▶ [EXERCISE GOAL] Without pictures, retype the following entries exactly.

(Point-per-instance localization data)
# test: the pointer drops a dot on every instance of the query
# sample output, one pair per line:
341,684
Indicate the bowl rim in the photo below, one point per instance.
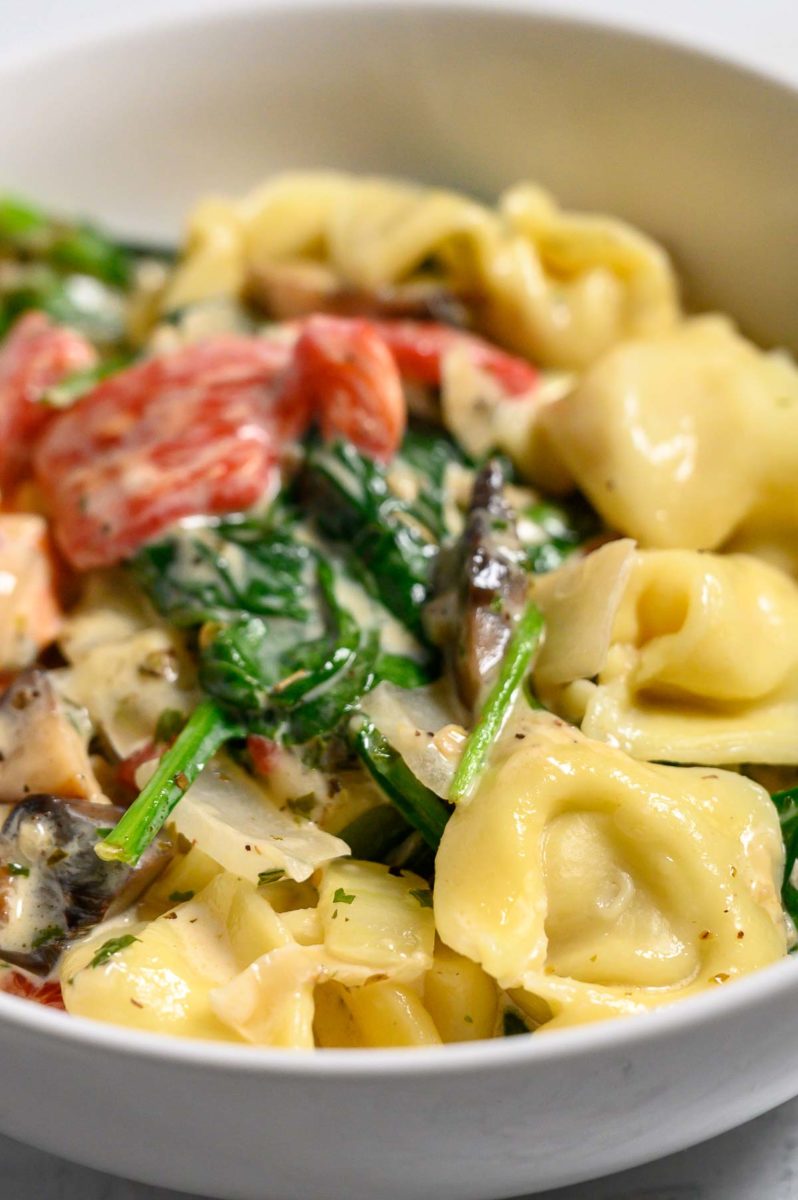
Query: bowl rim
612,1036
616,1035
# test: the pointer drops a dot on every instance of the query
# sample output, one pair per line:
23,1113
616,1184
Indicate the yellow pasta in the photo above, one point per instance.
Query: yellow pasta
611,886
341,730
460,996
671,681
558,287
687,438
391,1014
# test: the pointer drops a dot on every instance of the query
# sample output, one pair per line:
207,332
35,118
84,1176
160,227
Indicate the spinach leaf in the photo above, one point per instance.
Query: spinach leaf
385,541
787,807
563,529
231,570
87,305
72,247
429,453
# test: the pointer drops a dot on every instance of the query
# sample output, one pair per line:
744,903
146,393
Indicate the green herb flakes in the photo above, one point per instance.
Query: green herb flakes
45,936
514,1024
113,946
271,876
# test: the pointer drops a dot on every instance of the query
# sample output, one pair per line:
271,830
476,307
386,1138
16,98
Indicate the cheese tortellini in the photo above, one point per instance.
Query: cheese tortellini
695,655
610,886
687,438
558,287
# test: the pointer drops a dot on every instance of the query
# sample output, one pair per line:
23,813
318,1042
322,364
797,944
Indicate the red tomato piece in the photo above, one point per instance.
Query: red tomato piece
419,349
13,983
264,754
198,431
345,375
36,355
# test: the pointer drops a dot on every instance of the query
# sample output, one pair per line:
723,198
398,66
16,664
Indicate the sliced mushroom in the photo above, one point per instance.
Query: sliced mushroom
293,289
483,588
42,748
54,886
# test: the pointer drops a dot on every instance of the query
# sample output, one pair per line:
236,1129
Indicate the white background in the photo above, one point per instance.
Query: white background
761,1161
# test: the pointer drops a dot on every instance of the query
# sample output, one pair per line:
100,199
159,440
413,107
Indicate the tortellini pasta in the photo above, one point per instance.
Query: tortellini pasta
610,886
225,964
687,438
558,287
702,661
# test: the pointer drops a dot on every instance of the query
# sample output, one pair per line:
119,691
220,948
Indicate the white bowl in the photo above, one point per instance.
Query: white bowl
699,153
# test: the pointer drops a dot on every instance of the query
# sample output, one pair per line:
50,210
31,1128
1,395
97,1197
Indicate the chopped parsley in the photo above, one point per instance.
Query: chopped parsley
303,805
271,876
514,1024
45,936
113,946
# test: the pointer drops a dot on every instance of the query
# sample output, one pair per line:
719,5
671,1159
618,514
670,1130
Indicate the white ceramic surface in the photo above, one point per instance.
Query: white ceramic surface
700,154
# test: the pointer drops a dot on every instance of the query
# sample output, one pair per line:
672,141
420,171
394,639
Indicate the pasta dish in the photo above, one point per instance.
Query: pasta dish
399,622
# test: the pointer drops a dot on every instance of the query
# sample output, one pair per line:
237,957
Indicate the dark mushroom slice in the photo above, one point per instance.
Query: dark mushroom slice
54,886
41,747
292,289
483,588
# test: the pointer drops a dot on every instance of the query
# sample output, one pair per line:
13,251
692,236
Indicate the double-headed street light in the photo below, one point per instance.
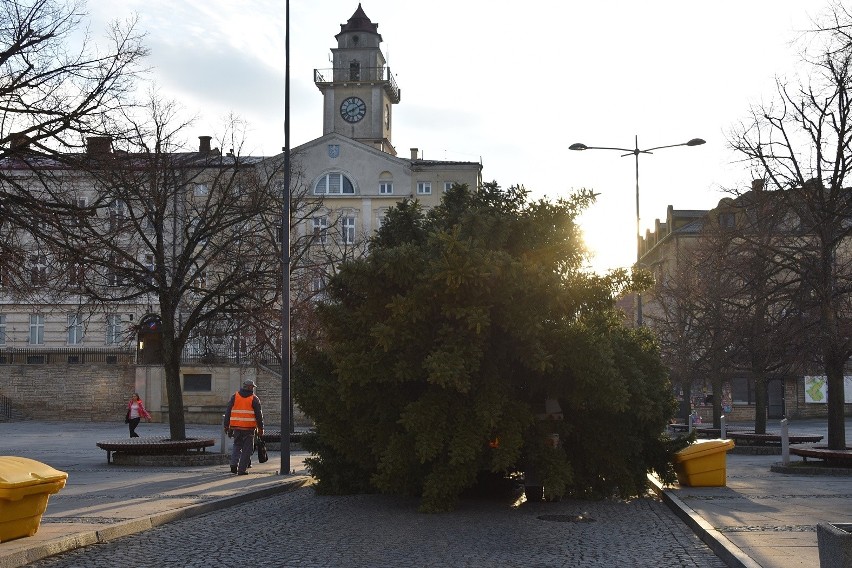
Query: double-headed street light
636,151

▶ [OUTPUT OF THE EXERCISE]
# test: the pointer drops a dot on every instance of the query
# sample output, one pair per line:
341,684
Indicate the bowl rim in the photo below, one point per instance.
Query: bowl rim
612,1036
616,1035
# test: the pointer drops a dot on every instance of the query
# sample output, one pair per line:
23,1113
616,1184
Indicate the yellow pasta in the photo above, one point per instance.
Query: yellow pasta
611,886
341,730
460,996
671,681
558,287
687,438
391,1014
# test: the pointer drops a dot on every instance of the query
# sample output, one pair per line:
207,332
35,118
84,1176
160,227
Indicate the spinach leaf in the photo above, one point per instance.
Query: spinach leaf
385,541
787,807
563,529
231,570
87,305
72,247
429,453
# test: the pointer drops a dot on every instance of the query
# sample output, one pair per line:
744,903
146,393
Indicate the green herb flakes in the photo above, one point per instance.
Query: green herb flakes
45,936
514,1024
113,946
271,876
# test: the pointer drops a dot on every instance of the query
# sample output, one pair per line:
271,830
476,307
386,1138
16,98
Indicate the cheese tortellini in the photo above, one point per instance.
Query: cheese tortellini
695,655
610,886
687,438
558,287
# test: the pointer drops a dot on every instance of the query
# sample output, one pair per line:
23,813
318,1042
322,364
797,944
Indicate the red tomato piece in the photo above, one point per instance.
Query: red tomato piece
419,349
13,983
264,754
198,431
345,375
36,355
# test: the pointer drops a dot on every instance of the query
# sample output, one pair per line:
723,198
398,66
16,664
Indicate the sliced mushroom in the photo above, one point per instance.
Query: sliced mushroom
293,289
483,588
42,748
54,886
# test: the pointer drops a dot on every instance of the query
# sample output, one pair per line:
236,1129
Indicate the white background in the photo above, one point per instance.
Query: white background
761,1161
# test: the pointer drops a dot on every instance of the query
# sample output, one pair per line:
100,199
159,440
413,107
Indicate the tortellini pasta in the photo above, one point per instance.
Query: tortellini pasta
610,886
225,964
687,438
558,287
702,661
# test: the pointer drops a dot on every instance of the query
# sample output, one pair per line:
119,691
220,948
Indicate the white bowl in the photo above, one point per instance.
Query: white bowl
699,153
# test: the pointer drops a dot on every instance of the query
# sample output, one pair per line:
50,210
31,1128
1,395
97,1197
Indicate the chopped parsley in the photo above, one point per instance.
Query: chopped parsley
303,805
271,876
514,1024
45,936
113,946
# test: the pointer drops a dot on every instance of the query
# sample output, one pair per line:
719,5
671,1159
618,514
670,1130
Indicate the white ceramic surface in the photo above, one point per instance.
Query: white ceramic surface
700,154
# test: the pointer drops a dot on every instance of the query
# sample output, one pair per line:
672,141
420,171
394,639
Indicate the pasta dish in the photo above, one point per instance.
Query: pasta dish
399,622
# test: the pointer drops a dot on every instance of the query
# sample output, one pair per line:
237,957
Indicate the dark mushroom slice in the photo above, one point per instance.
Query: dark mushroom slice
54,886
41,747
292,289
483,588
# test: the pointer drops a dot on every instance of the query
# sample output, one pair per line:
13,251
692,236
Indicate the double-headed street light in the photo below, one point per instance.
Query: double-headed street light
636,151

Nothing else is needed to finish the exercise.